Muitos
acham bonito ser médium e veem os médiuns envoltos numa auréola de prestígio e
de energia. Há médiuns que não apenas gostam disso, mas até estimulam
admirações boquiabertas, como se fossem verdadeiros gurus. É inevitável que a
mediunidade exercida com segurança, conhecimento, responsabilidade, humildade
é, de fato, coisa admirável de se observar em operação, seja pela qualidade dos
fenômenos, seja pela limpidez das comunicações escritas ou faladas. Não é uma
beleza ler um soneto de Bilac ou um poema de Castro Alves que acaba de ser
recebido pelas mãos de um Chico Xavier? Ou um livro como Memórias de um
Suicida, pela Yvonne Pereira? Claro que é. É também emocionante assistir um
atleta bater um recorde mundial, a um virtuoso do piano ou do violino, uma bela
sonata, mas poucos são os que pensam nos anos e anos de disciplina e renúncia,
de estudo e aplicação que estão por trás de tais desempenhos.

■ ■ ■ ■ ■ ■ ■

• REQUISITO
Prossiga com o texto sobre mediunidade a partir do ponto em que ele termina. As entradas provêm de uma fonte diferente da do texto.

• REGISTROS ARMAZENADOS
■ ■ ■ ■ ■ ■ ■

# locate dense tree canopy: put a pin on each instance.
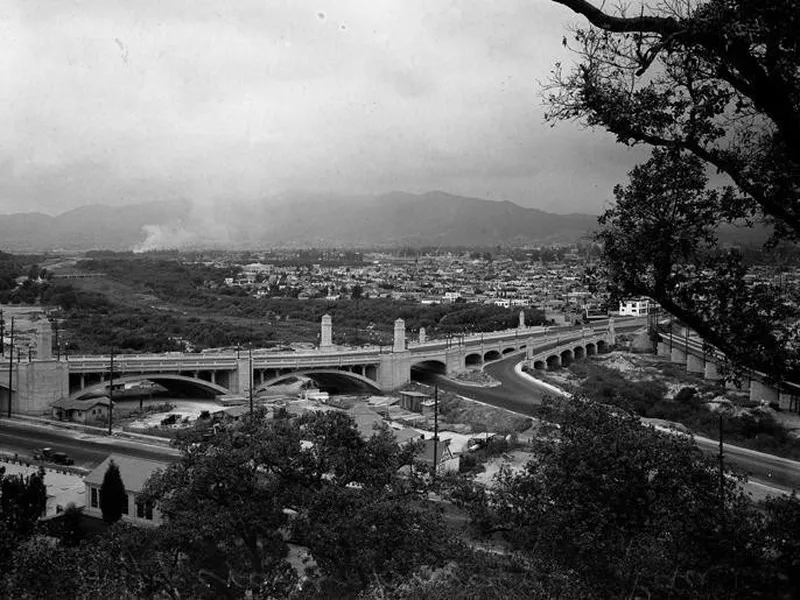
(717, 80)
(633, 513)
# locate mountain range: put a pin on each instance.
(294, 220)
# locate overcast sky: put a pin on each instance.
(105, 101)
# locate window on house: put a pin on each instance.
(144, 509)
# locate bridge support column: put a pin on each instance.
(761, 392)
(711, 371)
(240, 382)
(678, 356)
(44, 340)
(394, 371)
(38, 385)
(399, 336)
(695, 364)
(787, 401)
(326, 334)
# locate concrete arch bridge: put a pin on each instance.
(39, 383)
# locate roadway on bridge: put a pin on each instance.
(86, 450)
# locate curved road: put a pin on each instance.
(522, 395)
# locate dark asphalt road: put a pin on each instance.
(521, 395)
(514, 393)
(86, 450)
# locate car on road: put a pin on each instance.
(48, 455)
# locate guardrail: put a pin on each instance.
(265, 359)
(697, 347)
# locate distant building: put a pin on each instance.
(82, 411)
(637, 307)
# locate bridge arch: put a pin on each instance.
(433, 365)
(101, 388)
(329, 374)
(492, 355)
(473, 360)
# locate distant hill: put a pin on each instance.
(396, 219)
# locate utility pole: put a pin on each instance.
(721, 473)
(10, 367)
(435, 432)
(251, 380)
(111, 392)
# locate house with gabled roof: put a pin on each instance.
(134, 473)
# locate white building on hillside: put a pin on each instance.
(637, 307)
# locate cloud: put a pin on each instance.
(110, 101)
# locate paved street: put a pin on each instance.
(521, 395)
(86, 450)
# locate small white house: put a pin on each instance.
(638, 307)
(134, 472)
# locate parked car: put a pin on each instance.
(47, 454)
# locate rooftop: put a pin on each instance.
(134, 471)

■ ■ ■ ■ ■ ■ ■

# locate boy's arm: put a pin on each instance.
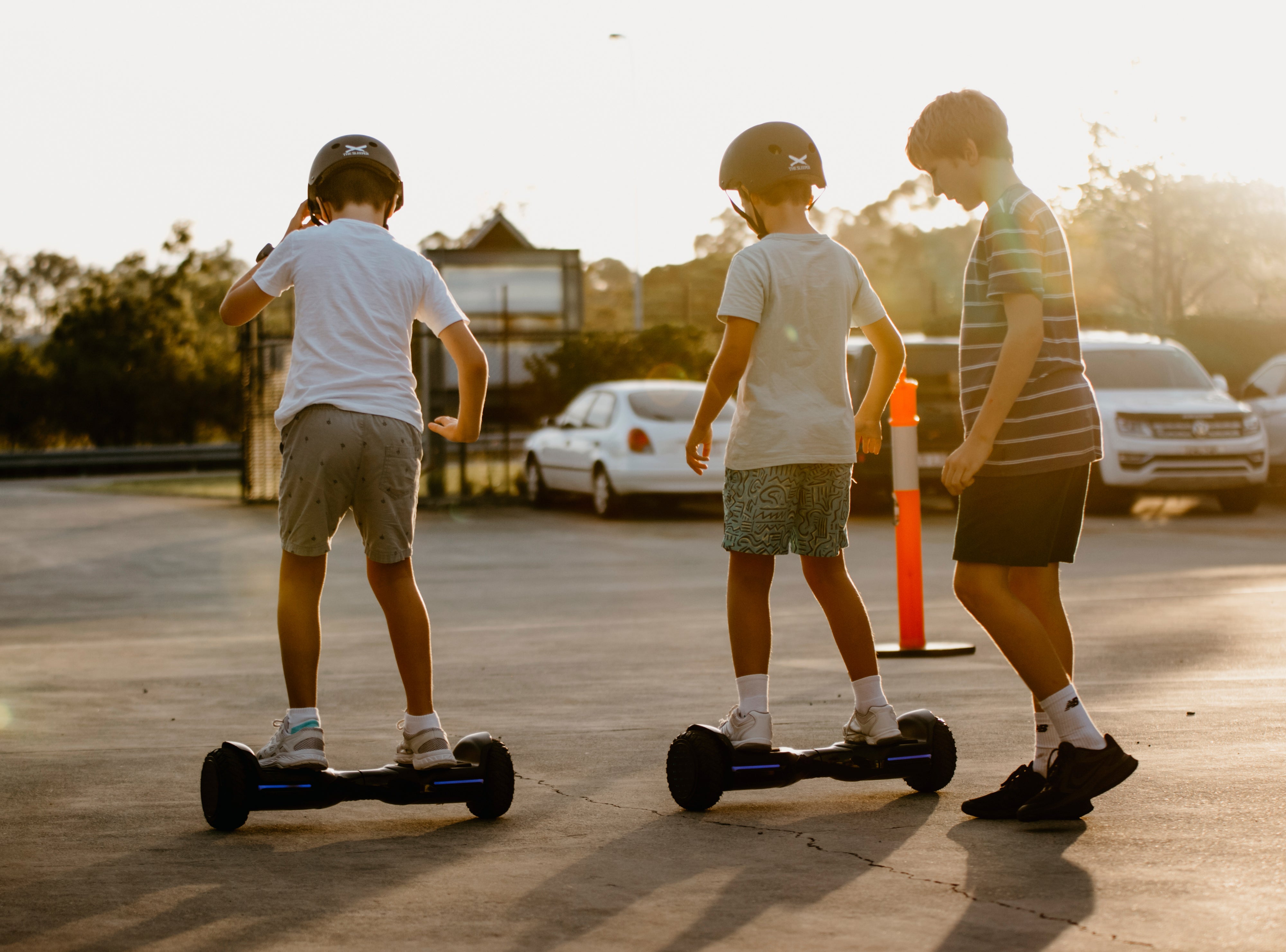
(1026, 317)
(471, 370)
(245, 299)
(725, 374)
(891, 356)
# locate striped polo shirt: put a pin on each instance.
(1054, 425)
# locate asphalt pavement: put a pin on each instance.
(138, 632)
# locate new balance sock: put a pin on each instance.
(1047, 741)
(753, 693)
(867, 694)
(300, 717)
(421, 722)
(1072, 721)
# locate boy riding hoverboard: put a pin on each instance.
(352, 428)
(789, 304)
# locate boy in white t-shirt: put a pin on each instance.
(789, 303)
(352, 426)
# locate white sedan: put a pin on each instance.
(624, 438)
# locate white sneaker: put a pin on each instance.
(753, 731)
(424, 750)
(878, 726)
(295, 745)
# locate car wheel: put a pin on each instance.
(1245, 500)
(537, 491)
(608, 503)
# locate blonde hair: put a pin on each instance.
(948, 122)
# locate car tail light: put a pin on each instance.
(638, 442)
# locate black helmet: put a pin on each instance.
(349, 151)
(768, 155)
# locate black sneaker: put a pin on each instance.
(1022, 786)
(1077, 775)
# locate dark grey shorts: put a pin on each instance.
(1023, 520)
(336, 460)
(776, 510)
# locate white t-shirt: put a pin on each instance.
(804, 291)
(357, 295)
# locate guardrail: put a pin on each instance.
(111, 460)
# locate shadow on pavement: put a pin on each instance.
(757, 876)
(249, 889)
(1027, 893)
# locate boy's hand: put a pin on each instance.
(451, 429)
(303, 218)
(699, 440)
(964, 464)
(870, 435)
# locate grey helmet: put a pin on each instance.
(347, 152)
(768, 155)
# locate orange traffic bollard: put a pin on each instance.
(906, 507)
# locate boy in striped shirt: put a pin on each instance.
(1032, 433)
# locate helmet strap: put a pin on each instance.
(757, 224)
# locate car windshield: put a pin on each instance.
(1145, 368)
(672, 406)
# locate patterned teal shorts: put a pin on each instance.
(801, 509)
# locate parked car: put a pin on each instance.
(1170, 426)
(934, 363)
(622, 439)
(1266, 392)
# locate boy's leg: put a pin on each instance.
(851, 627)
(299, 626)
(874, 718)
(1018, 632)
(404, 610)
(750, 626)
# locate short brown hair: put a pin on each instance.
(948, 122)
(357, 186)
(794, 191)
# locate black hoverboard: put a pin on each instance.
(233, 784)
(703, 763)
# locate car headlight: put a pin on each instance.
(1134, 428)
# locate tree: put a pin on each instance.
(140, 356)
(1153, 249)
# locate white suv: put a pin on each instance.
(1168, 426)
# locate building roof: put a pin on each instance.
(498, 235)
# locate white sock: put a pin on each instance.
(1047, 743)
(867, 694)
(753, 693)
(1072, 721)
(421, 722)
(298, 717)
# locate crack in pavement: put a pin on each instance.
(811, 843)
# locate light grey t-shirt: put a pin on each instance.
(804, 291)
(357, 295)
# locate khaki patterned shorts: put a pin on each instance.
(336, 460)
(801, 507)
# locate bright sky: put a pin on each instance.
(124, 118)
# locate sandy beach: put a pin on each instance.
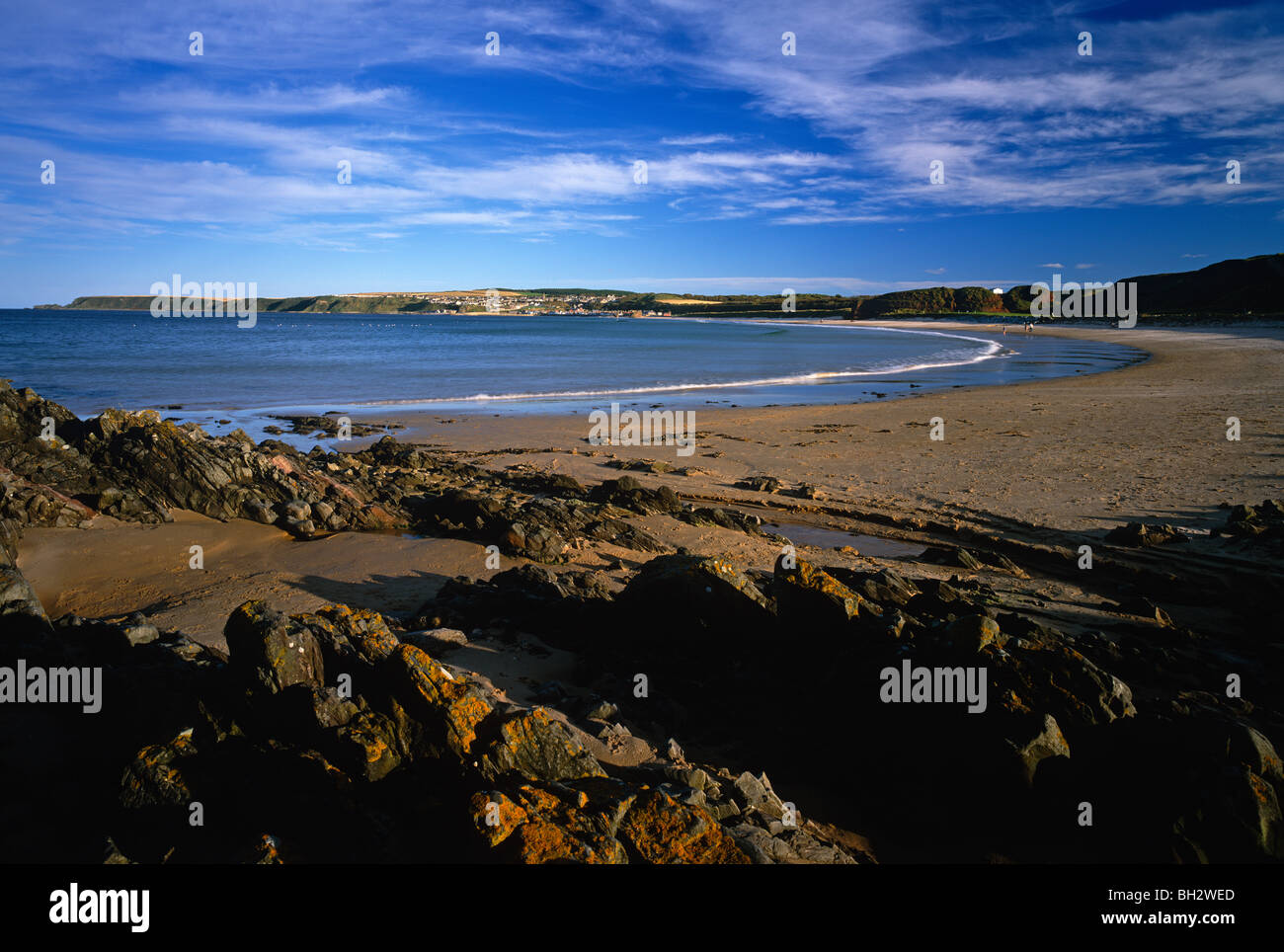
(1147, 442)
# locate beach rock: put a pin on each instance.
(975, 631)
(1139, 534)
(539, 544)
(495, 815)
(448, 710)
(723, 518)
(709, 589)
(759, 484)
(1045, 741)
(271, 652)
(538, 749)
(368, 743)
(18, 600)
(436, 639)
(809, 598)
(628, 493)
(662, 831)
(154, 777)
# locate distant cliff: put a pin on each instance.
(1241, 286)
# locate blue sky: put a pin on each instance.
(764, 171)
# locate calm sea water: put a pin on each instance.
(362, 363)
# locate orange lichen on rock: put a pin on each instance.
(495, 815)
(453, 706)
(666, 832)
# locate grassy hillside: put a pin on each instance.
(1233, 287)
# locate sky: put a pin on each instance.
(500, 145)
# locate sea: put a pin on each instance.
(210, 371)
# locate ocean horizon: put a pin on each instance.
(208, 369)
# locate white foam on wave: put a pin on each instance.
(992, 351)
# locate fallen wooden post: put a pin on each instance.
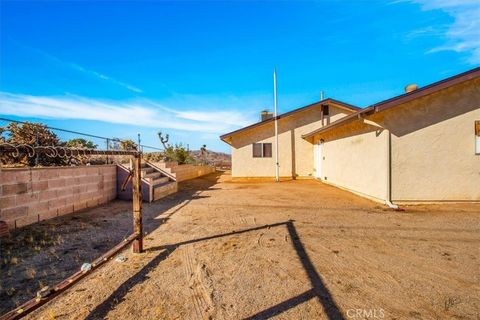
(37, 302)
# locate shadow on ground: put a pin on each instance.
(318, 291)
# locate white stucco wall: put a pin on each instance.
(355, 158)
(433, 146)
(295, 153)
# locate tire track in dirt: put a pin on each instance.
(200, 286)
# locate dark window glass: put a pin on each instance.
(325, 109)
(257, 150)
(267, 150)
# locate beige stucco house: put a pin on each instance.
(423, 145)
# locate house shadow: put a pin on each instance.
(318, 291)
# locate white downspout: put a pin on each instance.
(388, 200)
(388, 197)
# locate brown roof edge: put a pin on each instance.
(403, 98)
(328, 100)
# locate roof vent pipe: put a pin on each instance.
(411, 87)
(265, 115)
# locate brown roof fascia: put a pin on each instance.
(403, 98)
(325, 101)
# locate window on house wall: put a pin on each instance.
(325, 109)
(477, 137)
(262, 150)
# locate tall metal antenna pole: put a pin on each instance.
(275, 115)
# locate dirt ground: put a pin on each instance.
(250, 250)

■ ■ ■ ■ ■ ■ ■

• EM RESPOSTA
Mediunidade é dom
inato, mas, como qualquer outra faculdade, pode (e precisa) ser desenvolvida e
treinada. O bom corredor nasce com pernas fortes e longas, bom sistema
respiratório, coração resistente, mas não nasce corredor; ele precisa fazer-se,
e só o consegue quando se aplica com dedicação ao desenvolvimento de suas
metas. O médium em potencial não pode fazer por menos, se é que deseja chegar a
dominar a sua instrumentação, ao invés de cedê-la aos espíritos, ao mesmo tempo
que mantém sobre ela sua atenta vigilância. Isto se aprende, se cultiva e se
exerce.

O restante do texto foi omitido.